Problem requirements. Extract the text of each entry below exactly, leaving every image behind.

Dataset content: Begin

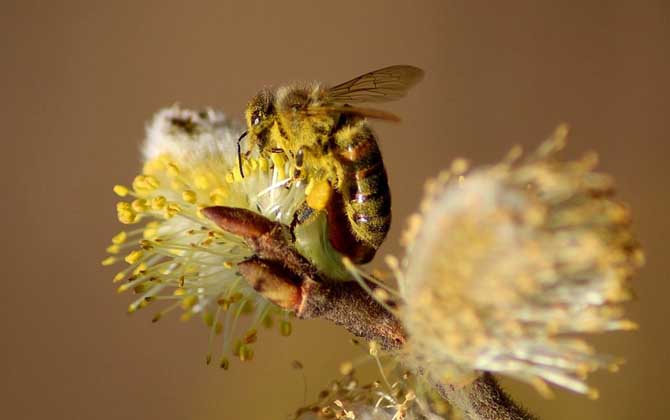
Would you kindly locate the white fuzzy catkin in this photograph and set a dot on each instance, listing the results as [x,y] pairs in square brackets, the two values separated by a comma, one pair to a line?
[506,265]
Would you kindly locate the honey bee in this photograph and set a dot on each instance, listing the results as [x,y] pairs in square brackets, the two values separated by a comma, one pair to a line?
[332,147]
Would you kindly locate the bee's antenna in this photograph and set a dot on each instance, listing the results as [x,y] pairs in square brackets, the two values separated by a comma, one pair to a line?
[239,152]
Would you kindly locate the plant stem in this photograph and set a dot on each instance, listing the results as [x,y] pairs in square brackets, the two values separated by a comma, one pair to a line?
[286,278]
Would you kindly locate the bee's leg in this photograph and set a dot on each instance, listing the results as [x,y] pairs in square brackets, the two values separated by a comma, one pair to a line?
[304,214]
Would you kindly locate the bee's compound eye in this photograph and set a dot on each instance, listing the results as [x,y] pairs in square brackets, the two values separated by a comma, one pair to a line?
[255,118]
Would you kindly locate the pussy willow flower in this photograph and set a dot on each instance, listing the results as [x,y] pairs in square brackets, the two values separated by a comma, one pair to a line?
[346,398]
[507,266]
[176,256]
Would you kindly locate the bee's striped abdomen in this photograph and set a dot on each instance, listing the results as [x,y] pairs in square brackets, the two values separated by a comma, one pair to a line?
[364,184]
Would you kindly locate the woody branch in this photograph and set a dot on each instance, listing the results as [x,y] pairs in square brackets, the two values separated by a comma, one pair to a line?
[278,272]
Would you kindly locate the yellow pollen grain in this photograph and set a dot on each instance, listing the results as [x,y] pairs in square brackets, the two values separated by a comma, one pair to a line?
[113,249]
[108,261]
[201,182]
[140,205]
[134,256]
[188,302]
[127,217]
[189,196]
[157,203]
[121,190]
[119,238]
[218,196]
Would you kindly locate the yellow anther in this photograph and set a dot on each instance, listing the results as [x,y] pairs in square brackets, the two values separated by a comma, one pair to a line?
[140,268]
[127,217]
[140,205]
[152,182]
[134,256]
[150,233]
[201,182]
[218,196]
[189,301]
[171,210]
[119,238]
[113,249]
[108,261]
[145,183]
[123,206]
[189,196]
[158,202]
[120,190]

Dataset content: End

Output of the task.
Would you kindly locate the white fuzzy catkin in this photograph and set a dot on each instance, listing the results as [x,y] pairs in square brackets, the two values separated by a comma, one pair to a line?
[506,265]
Would you kindly locate the honey bee in this photograph and set a dot on each instance, listing the results as [x,y] pairs in square brackets, the two values separated by a comma, one pair to a line?
[332,147]
Would you kindly locate the bee's antenna in this photograph and set a dot on each instance, listing the results as [x,y] pairs in square brackets, the two values separated by a comma, one pair to a line?
[239,152]
Would you kindly locate the plant stem in this photograph and set a dot on each instance, listing the results as [x,y] pairs in square brackets, the two values separated by a comma, one pair to a line?
[286,278]
Would you kindly locate the bee's leg in this photograph and set a dot on each instance, listing the results as [x,y] pairs in square brackets, the two values separated by a comma, one pair to a line?
[304,214]
Would you kindly locate the bee's compound eye in this photograph and set a dot on each instance, listing the results as [x,y] pairs in square brackets, the two values separated by a comma, one pair to a line?
[255,118]
Would you kindly locate the pussy willow flower in this photograph and set a dot on each instance, listing the results as [x,y] pairs in square brackets, the two values separated by a comma, one pair to a line?
[346,398]
[507,266]
[176,256]
Would you kindly locate the bee's striped abdomen in this photograph and set a dot on each instance, listing the results as [x,y] pairs in square brackets, the two values separated by a comma, one pair to a line?
[364,184]
Would you kindly locate the woody branch in this photograph and set a dot on each instance, listing the results as [x,y] pairs in square brackets, the two values separated by a comma, one pair to a line?
[278,272]
Would you kindly locate the yellow pollen grain in this photograph and set a dot on each instance, listing the results as [x,y] pairs in square brackets, the two values separated by a comma, one pair to a line?
[113,249]
[108,261]
[201,182]
[140,205]
[134,256]
[188,302]
[127,217]
[189,196]
[157,203]
[121,190]
[119,238]
[218,196]
Would you kindly locate the yellow anther in this photograph and set a dot on each instance, listing the results as [x,y] pairs in square brackets, the two values separated by a comma, one pair to a line?
[140,268]
[127,217]
[140,205]
[152,182]
[134,256]
[150,233]
[201,182]
[218,196]
[189,301]
[171,210]
[119,238]
[113,249]
[108,261]
[145,183]
[123,206]
[189,196]
[158,202]
[120,190]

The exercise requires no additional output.